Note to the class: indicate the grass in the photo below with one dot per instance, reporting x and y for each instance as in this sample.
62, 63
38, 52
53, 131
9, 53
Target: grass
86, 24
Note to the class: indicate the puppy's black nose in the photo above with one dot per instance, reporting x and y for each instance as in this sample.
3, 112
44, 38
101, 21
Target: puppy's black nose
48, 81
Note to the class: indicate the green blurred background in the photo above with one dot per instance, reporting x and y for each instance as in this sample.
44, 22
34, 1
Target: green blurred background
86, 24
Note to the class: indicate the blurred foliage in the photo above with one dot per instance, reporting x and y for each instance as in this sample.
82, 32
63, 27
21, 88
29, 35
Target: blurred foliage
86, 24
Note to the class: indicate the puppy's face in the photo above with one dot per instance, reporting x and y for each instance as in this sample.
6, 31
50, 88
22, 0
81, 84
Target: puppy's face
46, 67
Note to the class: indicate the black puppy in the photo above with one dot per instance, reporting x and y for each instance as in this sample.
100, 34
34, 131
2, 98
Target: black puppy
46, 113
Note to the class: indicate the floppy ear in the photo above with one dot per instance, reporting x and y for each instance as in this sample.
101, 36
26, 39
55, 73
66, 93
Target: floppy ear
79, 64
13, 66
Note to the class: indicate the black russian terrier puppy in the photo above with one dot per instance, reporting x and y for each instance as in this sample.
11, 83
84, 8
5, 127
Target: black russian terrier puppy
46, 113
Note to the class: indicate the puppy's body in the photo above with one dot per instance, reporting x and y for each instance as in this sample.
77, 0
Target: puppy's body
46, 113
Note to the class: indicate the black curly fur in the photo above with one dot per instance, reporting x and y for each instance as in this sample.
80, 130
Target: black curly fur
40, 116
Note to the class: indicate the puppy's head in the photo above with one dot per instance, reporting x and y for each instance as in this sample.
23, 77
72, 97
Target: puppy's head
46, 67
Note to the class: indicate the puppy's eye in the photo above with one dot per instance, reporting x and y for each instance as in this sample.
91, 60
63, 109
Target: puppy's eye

-----

Rewrite the lines from the one containing "Note to the class: indicate the black curly" through the final line, inclusive, replacing "Target" with "Object" and leaving all else unchanged.

Note to the class: indicate the black curly fur in the photo above with one dot per instance, reporting x and y for each instance as in this sample.
80, 130
Object: black curly fur
40, 116
Note to the class: indicate the puppy's head in the photo above with one dot per instance, reporting x and y for each instance as in this sample.
23, 77
72, 97
Object: puppy's head
46, 67
Note to the class: indicate the puppy's eye in the photo above with one dot per instance, reporting x and y for each instance as in this sample.
91, 60
63, 109
Object: puppy's eye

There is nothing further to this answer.